### PASSAGE PROVIDED:
(begin)
A revolutionary slogan that we had learned in a fourth-grade American history class was, “Taxation without representation is tyranny!” And yet the government created by the American Revolution went on to rule tyrannically over the city of Washington. Nonetheless, as an adult, I chose to live in that city. Moreover, I was quite happy there.

As a resident of Washington, I still enjoyed the freedoms guaranteed by the Bill of Rights of the United States Constitution. In 1996, I gave up those freedoms completely, by going to live in the country to the north.

I had already visited Canada by bicycle in 1994, before moving to DC. Canada had its own pleasures, and its own freedoms. While living there, I was amused to learn a characterization of Canadians as Americans who had chosen not to rebel against Britain.

In 2000, I came to live in a land of Greeks who had chosen to embrace Islam. Turkey was the homeland of Homer, whom I had read at school and in college. Thales and Heraclitus had lived here. In Turkey were the cities of Nicaea, Constantinople, Ephesus, and Chalcedon: the sites of the seven General Councils, which I had studied in an eleventh-grade course called Christian Ideas. Those councils decided what was dogma and what was heresy. The same spirit lives in the Turkish state today, where people are held in prison, awaiting trial, for the heresy of preaching peace while the state wages war.

I am confronted by questions like those that I faced when moving to Washington, and then to Canada. Do I believe in freedom? One aspect of freedom is the rule of law. This is a certain predictability, or rather trust, coming from a tacit agreement to certain conventions. In Turkey today, the rule of law is in doubt. At least there seem to be many people whose support is not for the rule of law, but for the rule of one strong man, whose countenance is not benevolent.

Why then live here? I am paid by the Turkish state to teach and create mathematics: is it right to accept this payment? In fact I do not think I would improve the country by leaving. If the state should happen to decide otherwise, than I suppose I shall be forced to leave. Meanwhile, I am in fact doubtful that my own life would improve by leaving.

I do not remember the context; but at school once, a chaplain told us a story, which I came to know later as one of the “101 Zen Stories” in Zen Flesh, Zen Bones:

Buddha told a parable in a sutra:

A man traveling across a field encountered a tiger. He fled, the tiger after him. Coming to a precipice, he caught hold of the root of a wild vine and swung himself down over the edge. The tiger sniffed at him from above. Trembling, the man looked down to where, far below, another tiger was waiting to eat him. Only the vine sustained him.
(end)
### WHAT THIS EXERCISE ASKS:
(A) Revise the stretch of the essay from "A man traveling" through "vine sustained him.", putting "cliff" wherever "precipice" appears.
(B) According to the essay, in what year did the writer come to live in Turkey?
(C) Decide whether each statement agrees with the essay: (i) The writer visited Canada by bicycle before moving to DC. (ii) The writer thinks leaving Turkey would improve the country. (iii) The course called Christian Ideas was taken in the twelfth grade.
Rely on the essay alone for the tasks.

### Raw records:
(begin)
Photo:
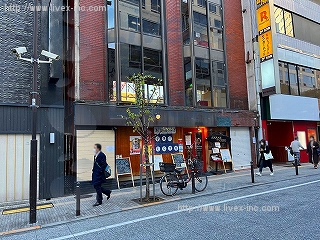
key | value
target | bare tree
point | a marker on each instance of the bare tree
(142, 114)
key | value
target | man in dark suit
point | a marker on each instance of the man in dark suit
(98, 177)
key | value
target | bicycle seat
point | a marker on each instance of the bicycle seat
(178, 170)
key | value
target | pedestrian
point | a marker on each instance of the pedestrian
(313, 152)
(296, 146)
(265, 157)
(98, 176)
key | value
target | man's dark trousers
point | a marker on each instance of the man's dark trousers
(100, 190)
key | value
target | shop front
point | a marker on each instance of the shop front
(290, 116)
(176, 135)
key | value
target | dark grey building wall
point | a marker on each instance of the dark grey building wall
(17, 120)
(16, 30)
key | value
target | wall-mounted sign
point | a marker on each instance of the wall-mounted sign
(265, 45)
(164, 130)
(263, 18)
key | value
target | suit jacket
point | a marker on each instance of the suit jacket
(99, 166)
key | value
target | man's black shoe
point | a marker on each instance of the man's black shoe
(97, 204)
(108, 195)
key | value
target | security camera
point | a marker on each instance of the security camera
(50, 55)
(19, 50)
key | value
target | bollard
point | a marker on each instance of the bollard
(252, 172)
(296, 164)
(193, 184)
(78, 199)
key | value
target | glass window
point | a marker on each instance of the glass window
(200, 18)
(284, 78)
(111, 14)
(203, 85)
(294, 86)
(284, 23)
(153, 62)
(201, 35)
(155, 5)
(151, 17)
(220, 97)
(202, 3)
(112, 86)
(129, 15)
(218, 72)
(151, 27)
(288, 23)
(279, 19)
(188, 81)
(307, 81)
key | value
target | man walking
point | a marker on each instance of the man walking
(98, 177)
(295, 146)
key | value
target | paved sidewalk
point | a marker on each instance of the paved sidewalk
(121, 200)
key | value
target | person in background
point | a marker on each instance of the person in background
(312, 152)
(264, 149)
(98, 177)
(295, 146)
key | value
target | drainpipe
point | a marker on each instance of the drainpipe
(76, 50)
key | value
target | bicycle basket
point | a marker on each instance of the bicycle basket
(197, 164)
(167, 167)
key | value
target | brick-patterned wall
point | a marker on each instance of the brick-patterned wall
(175, 54)
(92, 52)
(235, 55)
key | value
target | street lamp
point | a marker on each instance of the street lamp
(34, 106)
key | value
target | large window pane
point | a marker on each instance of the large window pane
(151, 17)
(112, 90)
(288, 23)
(220, 97)
(218, 73)
(307, 81)
(203, 84)
(216, 32)
(294, 86)
(284, 78)
(129, 15)
(130, 64)
(111, 14)
(279, 19)
(188, 82)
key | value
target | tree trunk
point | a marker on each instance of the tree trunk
(148, 170)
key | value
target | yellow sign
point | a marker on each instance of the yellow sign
(265, 44)
(261, 2)
(263, 18)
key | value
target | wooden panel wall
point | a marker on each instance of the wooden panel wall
(123, 146)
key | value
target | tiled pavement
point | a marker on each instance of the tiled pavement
(121, 200)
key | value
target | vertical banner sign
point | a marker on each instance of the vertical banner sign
(264, 29)
(265, 47)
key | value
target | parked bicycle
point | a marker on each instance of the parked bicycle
(174, 179)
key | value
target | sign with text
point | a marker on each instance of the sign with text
(263, 18)
(265, 46)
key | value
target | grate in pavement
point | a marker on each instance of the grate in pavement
(26, 209)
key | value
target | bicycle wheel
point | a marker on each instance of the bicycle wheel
(169, 184)
(201, 181)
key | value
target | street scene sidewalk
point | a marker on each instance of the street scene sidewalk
(64, 209)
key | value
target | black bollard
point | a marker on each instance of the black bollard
(296, 164)
(78, 199)
(252, 172)
(193, 184)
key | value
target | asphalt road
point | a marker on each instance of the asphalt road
(280, 210)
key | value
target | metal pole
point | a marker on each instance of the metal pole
(141, 175)
(34, 96)
(154, 187)
(193, 184)
(296, 164)
(252, 172)
(78, 199)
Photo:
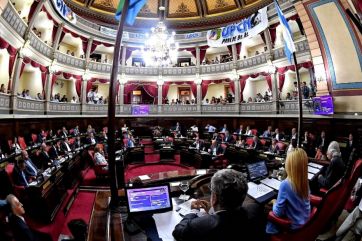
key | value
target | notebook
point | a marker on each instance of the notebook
(257, 171)
(149, 199)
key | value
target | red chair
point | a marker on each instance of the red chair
(254, 132)
(34, 138)
(18, 190)
(249, 141)
(22, 143)
(281, 145)
(329, 208)
(99, 170)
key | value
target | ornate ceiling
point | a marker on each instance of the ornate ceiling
(182, 15)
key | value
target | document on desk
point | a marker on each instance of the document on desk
(258, 190)
(313, 170)
(315, 165)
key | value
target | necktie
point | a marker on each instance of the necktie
(26, 182)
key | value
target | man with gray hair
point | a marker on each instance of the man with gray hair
(335, 169)
(228, 220)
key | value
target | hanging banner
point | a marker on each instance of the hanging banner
(113, 33)
(237, 32)
(65, 11)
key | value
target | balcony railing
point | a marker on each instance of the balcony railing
(40, 46)
(64, 108)
(13, 19)
(70, 60)
(4, 103)
(217, 68)
(33, 107)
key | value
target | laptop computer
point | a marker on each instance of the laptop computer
(257, 171)
(149, 199)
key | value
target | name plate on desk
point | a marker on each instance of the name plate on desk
(46, 185)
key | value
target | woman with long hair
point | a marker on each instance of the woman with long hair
(293, 197)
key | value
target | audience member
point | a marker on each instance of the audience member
(293, 196)
(78, 229)
(335, 169)
(20, 229)
(227, 219)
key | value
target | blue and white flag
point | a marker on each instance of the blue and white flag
(287, 34)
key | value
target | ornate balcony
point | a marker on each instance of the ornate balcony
(64, 109)
(29, 106)
(13, 19)
(40, 46)
(69, 60)
(4, 103)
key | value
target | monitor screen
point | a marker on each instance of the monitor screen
(257, 170)
(140, 109)
(323, 105)
(150, 199)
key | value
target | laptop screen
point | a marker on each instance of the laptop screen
(257, 170)
(150, 199)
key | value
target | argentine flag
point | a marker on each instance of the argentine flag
(287, 34)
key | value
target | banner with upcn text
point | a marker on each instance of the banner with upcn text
(65, 11)
(237, 32)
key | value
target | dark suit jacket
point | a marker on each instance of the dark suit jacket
(43, 160)
(20, 229)
(224, 225)
(333, 173)
(18, 178)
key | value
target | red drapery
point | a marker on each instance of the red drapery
(242, 80)
(12, 55)
(32, 10)
(282, 70)
(165, 88)
(205, 85)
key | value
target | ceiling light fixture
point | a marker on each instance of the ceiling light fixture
(160, 48)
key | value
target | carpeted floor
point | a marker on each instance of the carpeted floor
(80, 209)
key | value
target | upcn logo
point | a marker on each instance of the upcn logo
(215, 34)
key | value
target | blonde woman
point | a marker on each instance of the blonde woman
(293, 197)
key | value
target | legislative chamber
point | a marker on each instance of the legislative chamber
(135, 120)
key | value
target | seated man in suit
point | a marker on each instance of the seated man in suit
(19, 176)
(277, 135)
(226, 218)
(31, 170)
(20, 229)
(44, 159)
(99, 158)
(215, 150)
(268, 132)
(198, 144)
(65, 146)
(256, 143)
(229, 138)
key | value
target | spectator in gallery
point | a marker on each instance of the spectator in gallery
(2, 88)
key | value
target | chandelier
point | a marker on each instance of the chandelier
(160, 48)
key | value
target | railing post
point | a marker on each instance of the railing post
(15, 81)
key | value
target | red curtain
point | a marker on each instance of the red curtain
(128, 88)
(32, 10)
(78, 86)
(232, 86)
(203, 52)
(243, 79)
(165, 88)
(12, 55)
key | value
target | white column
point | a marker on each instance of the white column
(237, 90)
(89, 46)
(48, 90)
(57, 36)
(36, 12)
(15, 80)
(121, 93)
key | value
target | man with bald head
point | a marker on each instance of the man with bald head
(20, 229)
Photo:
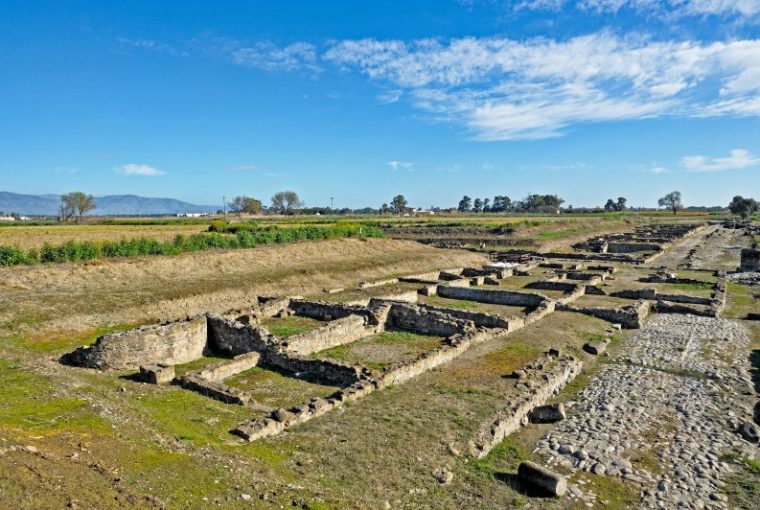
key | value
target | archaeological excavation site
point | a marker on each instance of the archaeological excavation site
(621, 372)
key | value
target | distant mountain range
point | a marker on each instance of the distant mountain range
(109, 205)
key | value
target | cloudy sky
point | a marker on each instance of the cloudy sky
(361, 100)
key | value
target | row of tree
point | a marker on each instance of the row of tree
(74, 205)
(502, 203)
(283, 202)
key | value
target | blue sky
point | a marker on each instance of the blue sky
(363, 100)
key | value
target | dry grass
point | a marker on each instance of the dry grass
(35, 236)
(84, 296)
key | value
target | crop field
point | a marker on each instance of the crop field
(26, 237)
(89, 438)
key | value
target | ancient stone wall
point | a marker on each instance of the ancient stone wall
(544, 378)
(338, 332)
(426, 321)
(481, 320)
(548, 285)
(629, 317)
(324, 311)
(631, 247)
(234, 338)
(218, 372)
(327, 371)
(171, 344)
(496, 297)
(750, 260)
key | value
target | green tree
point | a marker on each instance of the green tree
(285, 202)
(464, 204)
(501, 203)
(398, 204)
(672, 201)
(743, 207)
(76, 203)
(244, 204)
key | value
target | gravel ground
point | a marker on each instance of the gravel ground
(662, 414)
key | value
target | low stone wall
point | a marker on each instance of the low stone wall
(431, 277)
(378, 283)
(680, 298)
(540, 312)
(548, 285)
(222, 370)
(169, 344)
(750, 260)
(282, 419)
(338, 332)
(496, 297)
(629, 317)
(631, 247)
(718, 301)
(325, 311)
(234, 338)
(426, 321)
(652, 294)
(481, 320)
(326, 371)
(669, 307)
(428, 360)
(217, 391)
(544, 378)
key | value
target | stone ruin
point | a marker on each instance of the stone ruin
(245, 343)
(750, 260)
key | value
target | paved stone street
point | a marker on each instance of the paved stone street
(663, 413)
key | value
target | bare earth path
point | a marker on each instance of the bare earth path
(713, 248)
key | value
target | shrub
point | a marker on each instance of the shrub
(220, 235)
(12, 256)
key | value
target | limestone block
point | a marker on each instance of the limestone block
(533, 474)
(548, 413)
(157, 374)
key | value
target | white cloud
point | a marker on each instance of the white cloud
(245, 168)
(746, 8)
(737, 159)
(150, 45)
(135, 169)
(390, 96)
(270, 57)
(504, 89)
(401, 165)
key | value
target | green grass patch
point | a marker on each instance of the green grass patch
(30, 405)
(219, 236)
(278, 389)
(45, 343)
(290, 326)
(188, 416)
(504, 457)
(197, 364)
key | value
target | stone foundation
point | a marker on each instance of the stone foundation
(544, 378)
(168, 344)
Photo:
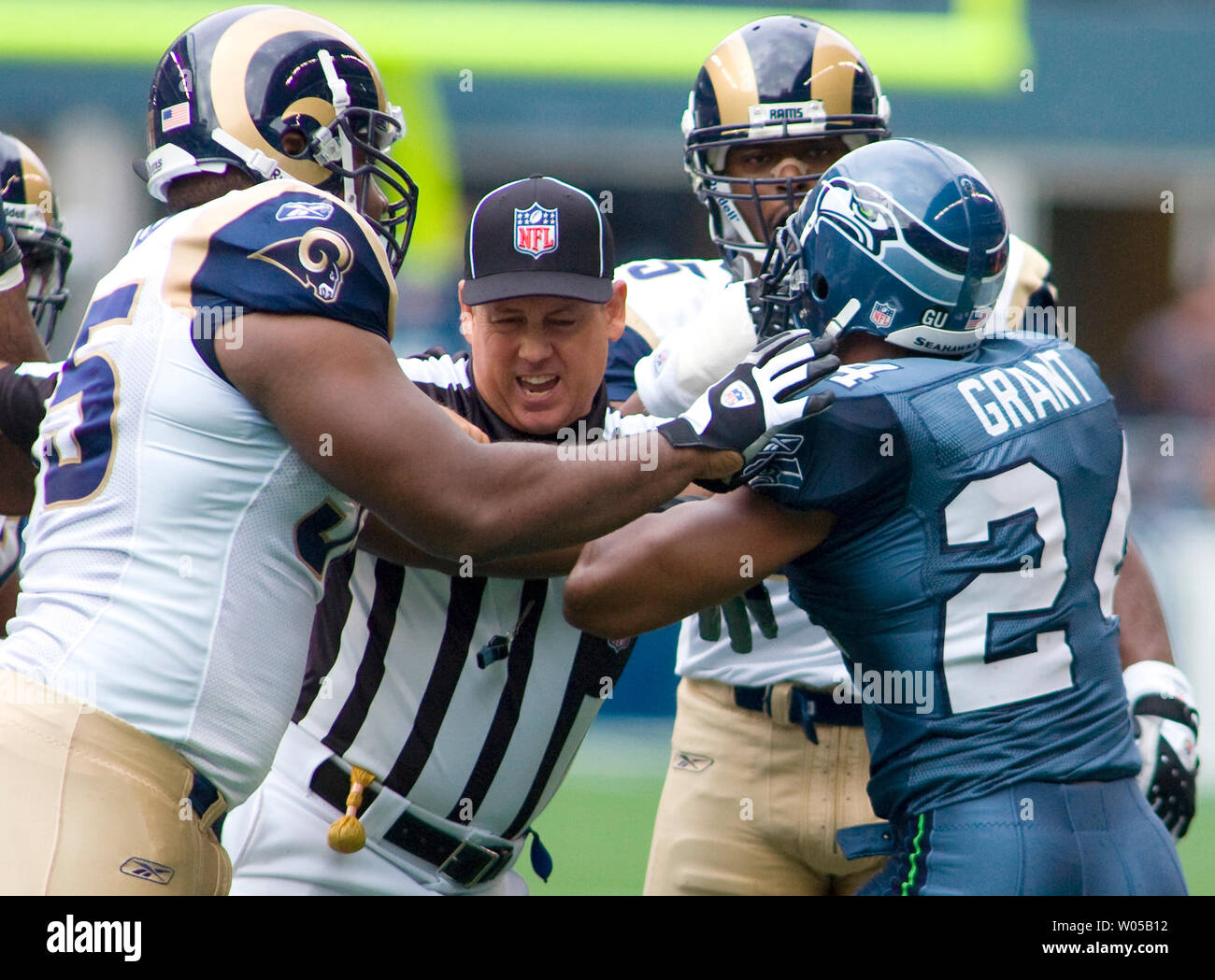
(end)
### RESPONSES TO THE EXERCISE:
(A)
A man traveling across a field encountered a tiger. He fled, the tiger after him. Coming to a cliff, he caught hold of the root of a wild vine and swung himself down over the edge. The tiger sniffed at him from above. Trembling, the man looked down to where, far below, another tiger was waiting to eat him. Only the vine sustained him.

(B) 2000

(C)
(i) Yes: "I had already visited Canada by bicycle in 1994, before moving to DC."
(ii) No: "In fact I do not think I would improve the country by leaving."
(iii) No: "an eleventh-grade course called Christian Ideas"